The objective is to have a complete set of all the work we have accomplished to date in the Level, as we begin the prospective assembly we undertake in the “current” Level as it is downloaded. The “answer key” for the current and preceding Levels will be available for reference to the right of the “Exercise Examples” tab as we complete the steps in the respective Level lesson. And, finally, once the Level is complete, the entire set functions’ collateral will be available in the download of the final Level model for the DAX string functions.

This approach will likely produce the best learning outcome, as well as future reusability.

Once the sample .pbix file is downloaded, take the following steps to open it in Power BI Desktop.

1. Navigate to the file you have downloaded.
2. Right-click the file.
3. Select File -à Open from the splash dialog that appears, as shown.

Illustration 2:  Select Open on the Splash Dialog that Appears

The .pbix file opens and you arrive within the Report view, which consists of a tab named “EXERCISE EXAMPLES,” primarily as a divider (“current Level” work will go to the left of the divider), as well as solutions for past Text Functions Levels, depending upon the date of your downloading the sample for this Level.  As you are likely aware, you can tell you are in the Report view because the current view (of the three views available in the upper left corner, Report, Data, and Model) is indicated by the bar to the left of the icon, with caption appearing with mouseover, as depicted.

### DATASET ENTRIES
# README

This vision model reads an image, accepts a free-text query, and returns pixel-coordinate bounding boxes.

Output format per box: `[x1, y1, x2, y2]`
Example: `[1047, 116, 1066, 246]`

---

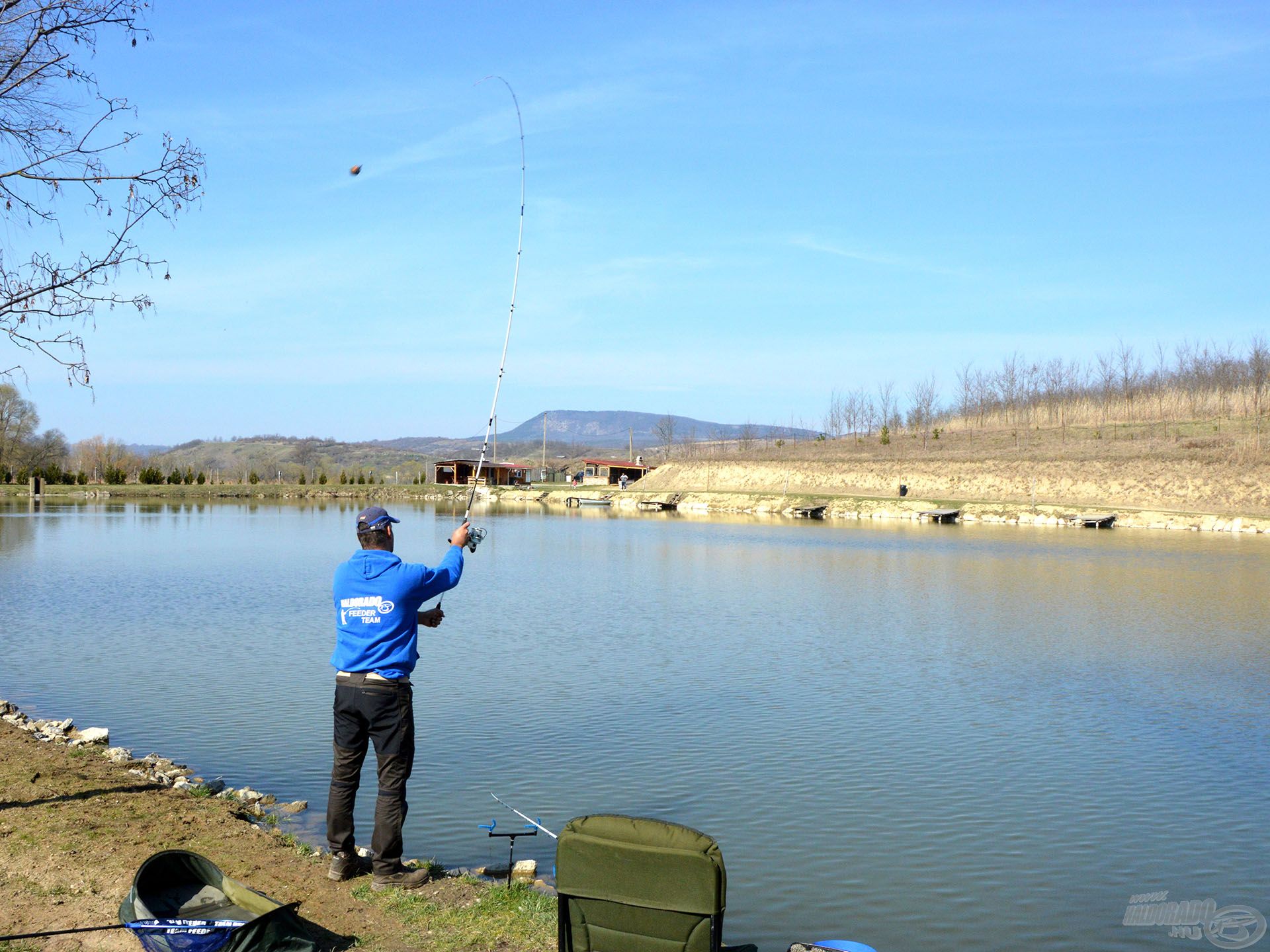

### DIRECTIONS
Could you rewrite the Power BI passage, starting at "Once the sample" and ending after "mouseover, as depicted.", with "divider" changed to "separator" everywhere it occurs? Work from the Power BI passage alone.

### FULL RESPONSE
Once the sample .pbix file is downloaded, take the following steps to open it in Power BI Desktop.

1. Navigate to the file you have downloaded.
2. Right-click the file.
3. Select File -à Open from the splash dialog that appears, as shown.

Illustration 2:  Select Open on the Splash Dialog that Appears

The .pbix file opens and you arrive within the Report view, which consists of a tab named “EXERCISE EXAMPLES,” primarily as a separator (“current Level” work will go to the left of the separator), as well as solutions for past Text Functions Levels, depending upon the date of your downloading the sample for this Level.  As you are likely aware, you can tell you are in the Report view because the current view (of the three views available in the upper left corner, Report, Data, and Model) is indicated by the bar to the left of the icon, with caption appearing with mouseover, as depicted.